** Short problem **
With the images removed, repeat the data below exactly.

** Data to process **
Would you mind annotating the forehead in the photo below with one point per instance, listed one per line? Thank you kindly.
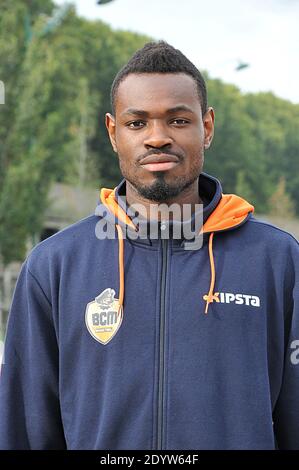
(153, 91)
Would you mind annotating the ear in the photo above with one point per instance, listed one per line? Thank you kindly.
(208, 122)
(110, 125)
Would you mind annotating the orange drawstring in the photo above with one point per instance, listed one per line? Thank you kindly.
(121, 264)
(210, 297)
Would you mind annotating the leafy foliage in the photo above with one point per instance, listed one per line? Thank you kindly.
(58, 72)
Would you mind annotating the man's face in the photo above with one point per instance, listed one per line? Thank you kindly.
(159, 133)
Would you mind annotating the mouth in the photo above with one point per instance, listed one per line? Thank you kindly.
(160, 162)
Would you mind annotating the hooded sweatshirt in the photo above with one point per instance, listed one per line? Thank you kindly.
(119, 342)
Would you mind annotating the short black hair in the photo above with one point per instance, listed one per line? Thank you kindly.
(160, 57)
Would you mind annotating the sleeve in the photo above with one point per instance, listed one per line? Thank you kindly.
(30, 415)
(286, 412)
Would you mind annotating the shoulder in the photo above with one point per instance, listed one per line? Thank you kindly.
(63, 244)
(271, 232)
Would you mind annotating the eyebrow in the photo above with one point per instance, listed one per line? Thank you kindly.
(175, 109)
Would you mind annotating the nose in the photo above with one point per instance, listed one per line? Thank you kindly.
(157, 136)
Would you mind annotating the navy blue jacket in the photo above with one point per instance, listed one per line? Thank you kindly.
(119, 343)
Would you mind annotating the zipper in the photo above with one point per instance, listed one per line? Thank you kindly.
(161, 378)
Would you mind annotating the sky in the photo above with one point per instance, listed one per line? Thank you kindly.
(217, 35)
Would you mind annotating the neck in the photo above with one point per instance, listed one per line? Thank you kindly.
(152, 210)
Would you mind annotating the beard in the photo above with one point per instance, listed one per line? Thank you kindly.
(160, 190)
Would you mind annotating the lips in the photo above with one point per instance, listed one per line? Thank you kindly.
(161, 158)
(162, 162)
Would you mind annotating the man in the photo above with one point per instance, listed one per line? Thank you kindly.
(131, 341)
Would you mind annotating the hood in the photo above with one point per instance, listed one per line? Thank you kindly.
(221, 212)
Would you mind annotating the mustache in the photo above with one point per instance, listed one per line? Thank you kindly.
(160, 152)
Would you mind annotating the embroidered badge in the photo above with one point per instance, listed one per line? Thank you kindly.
(103, 316)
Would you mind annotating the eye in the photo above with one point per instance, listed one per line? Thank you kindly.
(135, 124)
(180, 121)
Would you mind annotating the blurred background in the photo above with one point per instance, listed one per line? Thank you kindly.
(57, 63)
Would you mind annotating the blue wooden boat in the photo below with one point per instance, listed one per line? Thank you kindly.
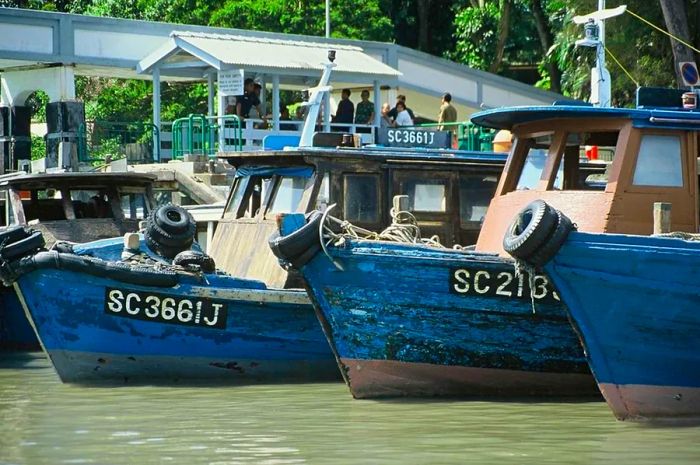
(96, 205)
(646, 154)
(633, 300)
(153, 321)
(271, 332)
(416, 320)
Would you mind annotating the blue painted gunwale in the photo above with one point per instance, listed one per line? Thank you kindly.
(507, 117)
(271, 335)
(391, 305)
(634, 300)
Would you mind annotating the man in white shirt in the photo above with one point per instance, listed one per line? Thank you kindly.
(402, 116)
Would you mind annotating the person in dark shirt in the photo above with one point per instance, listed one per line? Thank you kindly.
(346, 109)
(393, 112)
(247, 100)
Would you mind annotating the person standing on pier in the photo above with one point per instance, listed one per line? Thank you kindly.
(346, 109)
(447, 113)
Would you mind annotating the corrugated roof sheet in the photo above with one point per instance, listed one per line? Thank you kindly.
(252, 52)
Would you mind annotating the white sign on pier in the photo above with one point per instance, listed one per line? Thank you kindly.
(230, 82)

** Exercise response **
Would you mind annotating the forehead in the photo below with one point per instance, listed one per line? Thank you kindly.
(153, 91)
Would you mind annotating the ear in the photo above with one point per instance, listed one per line? Thank you kindly.
(208, 122)
(110, 125)
Would you mind annotating the orange drawstring in the photo above with one point per instance, listed one per line? Thank you kindly.
(121, 264)
(210, 297)
Would you mind annotating the leafy foliage in the photo above with one point per instance, listed one per line? Thank you kindly.
(58, 72)
Would you mind annotating the man's face in the photo above with one point per instance, listed one per line? Thank you kindly.
(159, 133)
Would you mind annotating the mouth in the photo above with one point per instance, listed one per line? Thank you kindly.
(160, 162)
Would you mind annotating the hooded sweatshirt in the photo above with one point per instance, listed one per line? Thank you kindly.
(119, 342)
Would you mind annotating the short black hair in the photo above with one point per instance, listed one per line? Thank you kindly.
(160, 57)
Would you mind annotating the sleeve in the photo above with one point per instance, listed one per line? Thank you kindly.
(30, 415)
(286, 412)
Would you mind annotating the shoulder in the photo above with one point per instance, listed one per line? Thank you kindly.
(63, 244)
(271, 232)
Would you mind annotating the eyebrow in the photo above with one point per instance, listed one per line? Thank you kindly.
(175, 109)
Would you mind annotating the nose in the photo above with one point per instance, listed one per line? Thank you kindly.
(157, 136)
Would you mind annotating the navy blue jacket in the photo above with one point per instance, listed one per line? Thank you kindly.
(119, 343)
Would you mind annotating the zipper in the photo above with one point per instance, listed one per line? Thank you kindly.
(161, 378)
Would you mind annotating the sky in the photo above with one point per instance, listed one per line? Thank you kindly.
(217, 35)
Would you mind annotating the neck in the photo above with one point per instance, listed one per line? Thank you kindly.
(152, 210)
Would you mind annotating the beard in the photo above with one point per instance, listed one per line? Thank you kindly.
(160, 190)
Would you mind annotating the lips in the photo above with one point per instance, listed one per line? Thank you kindly.
(161, 158)
(162, 162)
Would you mind annotating the man in the photo above with one point per instance, listed one per line? Thank you kindly.
(131, 341)
Would you mind annotating the hood in the photo above with one point per instance, listed one per line? Thank you kindly.
(221, 212)
Would you mind annotating the mustache in the photo above with one point per instance, listed one per line? Thank you kindly.
(160, 152)
Would you mind annotating the embroidered badge in the photo above with one point per instance, listed one per line? Thank you kindly.
(103, 316)
Would you mind annotating the eye in the photo above with one point per instance, listed one per line? Thank you kindly.
(135, 124)
(180, 121)
Would you mind annotating the blurred background in the photo above with one point per instance, listed one per line? Thank you kindly.
(57, 63)
Would you mind annotating the blue wooden boat in the photo below with one point per instance, listed one per line? Thank you kindly.
(96, 205)
(646, 154)
(633, 300)
(153, 321)
(271, 332)
(416, 320)
Would you mind annotating the blue painted gunwale in the photo above with one point per instance, listed one per line? Thank you kindly.
(507, 117)
(271, 335)
(391, 305)
(634, 300)
Would you mind annotating the man in white shirt in the photo above with one point per instance, listed one per line? Thank you kindly.
(402, 116)
Would you mind annotating the person in dark shirt in the photo above with one point per instance, listed one per line? Thank you kindly.
(346, 109)
(393, 112)
(247, 100)
Would you mind annotating the person standing on pier in the photo above with one point per instance, listed one per line? Thank you kindly.
(346, 109)
(447, 113)
Would you mind annotating the corrugated roof sheet in the photo above with one point per instance, listed one per line? Thank you kindly.
(252, 52)
Would you mind annotating the white sign on pier in the photo above with one point per instance, listed one per line? Thank you kindly.
(230, 82)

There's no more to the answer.